Sacramento VA Medical Center; University of California Davis School of Medicine Mather, California
Andrew W. Yen, MD, MS1, Joseph W. Leung, MD, MACG1, Analyn E. Aguilar, RN2, Dan R. Prather, RN2, Frank Cardoza, RN2, Felix W. Leung, MD3; 1Sacramento VA Medical Center; University of California Davis School of Medicine, Mather, CA; 2Sacramento VA Medical Center, Mather, CA; 3VAGLAHS, David Geffen School of Medicine at UCLA, North Hills, CA
Introduction: Conventional colonoscopy generates aerosol, which disseminates bacteria [Chapman, BMJ 2001] during and after the procedure, in part related to air insufflation-induced flatus. SARS-CoV-2 is present in the gut tissue and feces. During the COVID-19 pandemic, mitigation of aerosol-mediated infection is desirable. Total water exchange colonoscopy (TWEC -- insertion and withdrawal water exchange) eliminates the need for air insufflation. We test the hypothesis that TWEC reduces flatus compared with other methods that rely on gas insufflation. Methods: This study was a retrospective analysis of prospectively collected data from a sample of outpatient screening and surveillance colonoscopies at a single endoscopy unit over a two-month period. Six colonoscopists used different techniques (Table 1). Since evaluation of flatus during colonoscopy cannot be blinded, we assumed that flatus after colonoscopy during the recovery period is an accurate reflection of flatus peri-procedurally, and has the distinct advantage that blinded assessment was feasible. Data on flatulence during recovery were collected by a nurse blinded to colonoscopy techniques. Colonoscopists did not know which patients were selected for flatus monitoring. Sample size calculation [TWEC 1%, other intervention 39%] yielded 14 per group, 28 total per colonoscopist. IRB approval was waived because recovery monitoring was a routine part of post-colonoscopy care. Results: 168 consecutive colonoscopies (28 per endoscopist) were identified. Patient age, BMI and procedure indication (screening/surveillance) were comparable (data not shown). Compared to techniques where gas was used during any part of the examination, significantly fewer patients (p< 0.01) were observed to pass flatus during recovery in the TWEC group (Table 2). Discussion: In a recent letter to the editor (Adv Dig Med, in press) we expressed the opinion that TWEC (avoiding gas insufflation) seems to be a logical, cost-conscious, and easily implemented safeguard to reduce SARS-CoV-2 transmission in addition to more widely accepted protective measures. We now provide double blinded observational data to support this opinion. By eliminating the use of gas during colonoscopy, TWEC appears to reduce peri-procedural flatus, and by inference, aerosol formation. This may have potential impact on mitigating the risks of aerosol-induced infection during colonoscopy in the era of COVID-19.
Disclosures: Andrew Yen indicated no relevant financial relationships. Joseph Leung indicated no relevant financial relationships. Analyn Aguilar indicated no relevant financial relationships. Dan Prather indicated no relevant financial relationships. Frank Cardoza indicated no relevant financial relationships. Felix Leung indicated no relevant financial relationships.

_Action item_.
In the colonoscopy abstract above, how many consecutive colonoscopies were identified?

_Given information_.

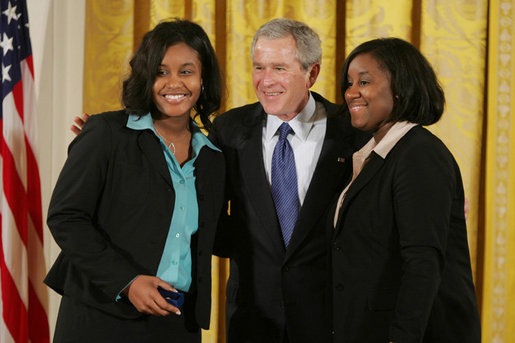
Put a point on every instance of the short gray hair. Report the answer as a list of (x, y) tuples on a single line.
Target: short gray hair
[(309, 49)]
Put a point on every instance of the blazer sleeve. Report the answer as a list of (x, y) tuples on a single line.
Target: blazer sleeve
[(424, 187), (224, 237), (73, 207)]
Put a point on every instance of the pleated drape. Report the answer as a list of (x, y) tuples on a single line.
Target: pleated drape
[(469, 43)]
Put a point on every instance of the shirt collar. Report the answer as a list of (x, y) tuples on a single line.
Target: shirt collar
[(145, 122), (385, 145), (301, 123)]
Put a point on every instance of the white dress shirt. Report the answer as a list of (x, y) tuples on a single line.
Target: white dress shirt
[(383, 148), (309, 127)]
...
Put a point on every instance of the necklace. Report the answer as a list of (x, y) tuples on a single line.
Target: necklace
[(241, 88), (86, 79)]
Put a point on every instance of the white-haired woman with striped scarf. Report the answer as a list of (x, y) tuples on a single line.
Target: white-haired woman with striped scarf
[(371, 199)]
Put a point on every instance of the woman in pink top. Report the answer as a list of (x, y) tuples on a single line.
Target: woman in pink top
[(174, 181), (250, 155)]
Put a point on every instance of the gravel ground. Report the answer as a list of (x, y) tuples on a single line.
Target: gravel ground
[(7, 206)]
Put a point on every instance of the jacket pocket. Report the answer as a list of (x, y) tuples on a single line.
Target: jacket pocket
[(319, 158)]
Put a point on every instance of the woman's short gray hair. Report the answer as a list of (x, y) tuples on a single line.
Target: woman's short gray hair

_Task response_.
168 consecutive colonoscopies, 28 per endoscopist.